Trecho apresentado:
....
O Procurador do trabalho afirma que a crise econômica somada aos ajustes fiscais engrossaram ainda mais o caldo do sucesso das empresas. Conforme explica, as pessoas são, em primeiro lugar, consumidoras e ao terem serviços essenciais oferecidos com baixo custo, não deixam de utilizar.

“Eu sei se essa pessoa que vai trabalhar por horas, horas e horas ao longo do dia está com a sua condição cardíaca adequada para esse trabalho que por si só é degradante? Essa pergunta não é respondida e a pessoa já inicia a sua atividade e eventualmente o resultado que a gente acaba assistindo é esse: a pessoa morrendo no pé dos condomínios”, alerta.

No olhar dos meninos – A amizade alivia o cansaço e por mais dura que seja a rotina, é raro ouvir reclamações. No olhar dos meninos, receber para andar de bicicleta é uma vantagem. Os perigos das ruas que ficam escondidas durante as noites que pedalam nem sequer vem à cabeça ao falar sobre o trabalho. Em meio ao relato despreocupado, surge a informação de um pneu furado no meio do caminho. A ajuda está a uma mensagem de whatsapp de distância.

“Eu estava voltando pra casa e meu pneu estava estourado, aí um parceiro estava voltando da entrega, aí fiz amizade”, diz Mateus sobre o dia em que ficou sabendo sobre o grupo e começou, oficialmente, a ser um dos bike boys.

“Ontem fiquei até às 23h40 aqui no centro, mas tem dia que a gente fica até mais tarde, fica até 1h da manhã. É exaustivo, mas dá pra brincar, a gente leva na brincadeira, então isso é bem animador. Além disso, trabalha seu corpo, é uma atividade física”, conta Vinicius.
....
Material fornecido:
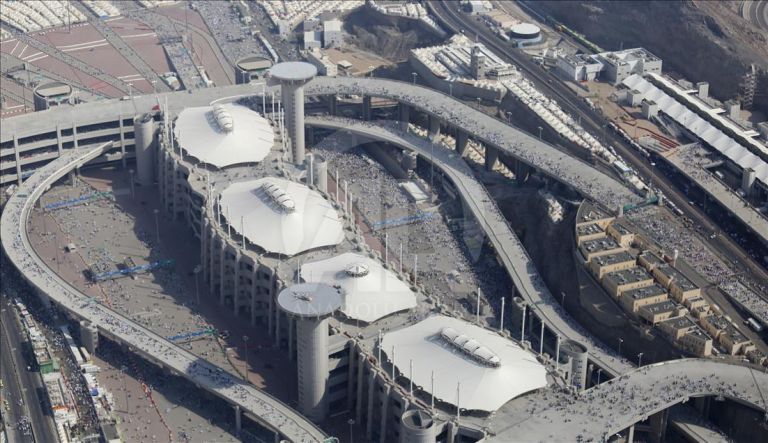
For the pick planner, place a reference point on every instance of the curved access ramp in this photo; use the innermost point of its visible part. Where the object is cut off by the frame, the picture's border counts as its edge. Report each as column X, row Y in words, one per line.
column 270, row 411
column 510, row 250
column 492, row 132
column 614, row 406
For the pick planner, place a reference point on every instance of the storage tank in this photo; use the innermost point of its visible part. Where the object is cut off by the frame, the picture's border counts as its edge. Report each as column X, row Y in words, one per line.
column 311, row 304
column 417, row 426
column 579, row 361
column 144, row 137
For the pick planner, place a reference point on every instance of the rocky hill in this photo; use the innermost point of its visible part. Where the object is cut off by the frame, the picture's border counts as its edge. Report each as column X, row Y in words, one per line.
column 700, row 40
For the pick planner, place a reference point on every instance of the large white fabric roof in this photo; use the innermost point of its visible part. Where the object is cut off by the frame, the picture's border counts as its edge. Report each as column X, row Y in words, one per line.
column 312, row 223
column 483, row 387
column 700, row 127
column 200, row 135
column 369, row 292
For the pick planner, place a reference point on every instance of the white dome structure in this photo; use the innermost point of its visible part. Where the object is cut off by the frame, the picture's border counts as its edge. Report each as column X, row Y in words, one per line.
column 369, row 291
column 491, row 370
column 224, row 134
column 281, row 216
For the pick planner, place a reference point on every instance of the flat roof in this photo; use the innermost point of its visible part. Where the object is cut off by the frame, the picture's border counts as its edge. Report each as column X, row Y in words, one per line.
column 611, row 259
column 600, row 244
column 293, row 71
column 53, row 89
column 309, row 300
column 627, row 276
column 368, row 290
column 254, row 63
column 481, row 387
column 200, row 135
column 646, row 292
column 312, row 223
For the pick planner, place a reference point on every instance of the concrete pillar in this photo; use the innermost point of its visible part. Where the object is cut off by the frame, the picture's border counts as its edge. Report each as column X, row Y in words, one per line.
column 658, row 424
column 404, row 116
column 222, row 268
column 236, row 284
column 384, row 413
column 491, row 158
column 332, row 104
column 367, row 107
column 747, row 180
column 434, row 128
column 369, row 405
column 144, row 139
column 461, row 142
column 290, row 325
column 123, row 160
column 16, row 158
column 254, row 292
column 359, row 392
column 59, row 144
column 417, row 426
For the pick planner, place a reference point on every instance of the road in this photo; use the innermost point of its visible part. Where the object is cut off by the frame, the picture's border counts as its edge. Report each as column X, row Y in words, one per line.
....
Tarefas a cumprir:
**A)** Liste as pessoas que o texto sobre os bike boys identifica pelo nome ou pelo cargo.
**B)** Reescreva em forma de lista o parágrafo do texto sobre os bike boys que começa com "No olhar dos meninos", mantendo os fatos principais.
**C)** Dê continuidade ao texto sobre os bike boys a partir do ponto em que ele termina.

Respostas do exercício:
**A)** O Procurador do trabalho; Mateus; Vinicius.

**B)**
- A amizade alivia o cansaço e, mesmo com a rotina dura, é raro ouvir reclamações.
- Para os meninos, receber para andar de bicicleta é uma vantagem.
- Ao falarem do trabalho, nem pensam nos perigos das ruas escondidas durante as noites em que pedalam.
- No relato surge um pneu furado no meio do caminho, e a ajuda está a uma mensagem de WhatsApp de distância.

**C)**
A dureza da rotina não impede o bom humor (Foto: Paulo Francis)
A dureza da rotina não impede o bom humor (Foto: Paulo Francis)

A dureza das ruas, além das “cenas esquisitas” vistas de vez em quando, se reflete na falta de solidariedade, no copo de água não oferecido nas casas onde entregam fast food, mas às vezes, a surpresa vem na gorjeta.

“Raramente oferecem água, mas elas dão gorjeta, porque não é fácil, é desafiador demais. Tem dias que a gente roda 60 km por dia, dia movimentado, é muita coisa, às vezes nessas subidas, pensa nossa não vou aguentar chegar não, tem uns que até param”, relata.

Resgatar a dignidade humana – O procurador afirma que, no momento, a Procuradoria-geral do Trabalho discute enquadrar essa forma de trabalho nas definições de fraudes trabalhistas. A coordenadoria nacional responsável por essa irregularidade, contou, já tem um estudo em curso. “Até inspirou enfrentamentos judiciais coletivos. E a nossa expectativa é de que esse julgamento firme uma jurisprudência no sentido protetivo”, diz.

Na opinião do procurador, ainda assim, há pouco para comemorar. Com tanto retrocesso, a tentativa de proteção, diz, “é um patamar civilizatório mínimo”.

“Quando você não respeita a dignidade das pessoas esse patamar foi violado”.

O que dizem as empresas – Transparência não é o forte de empresas como a Uber e a Ifood. Em contato com a Uber, pela assessoria de imprensa, a reportagem conseguiu posicionamento enviado por email.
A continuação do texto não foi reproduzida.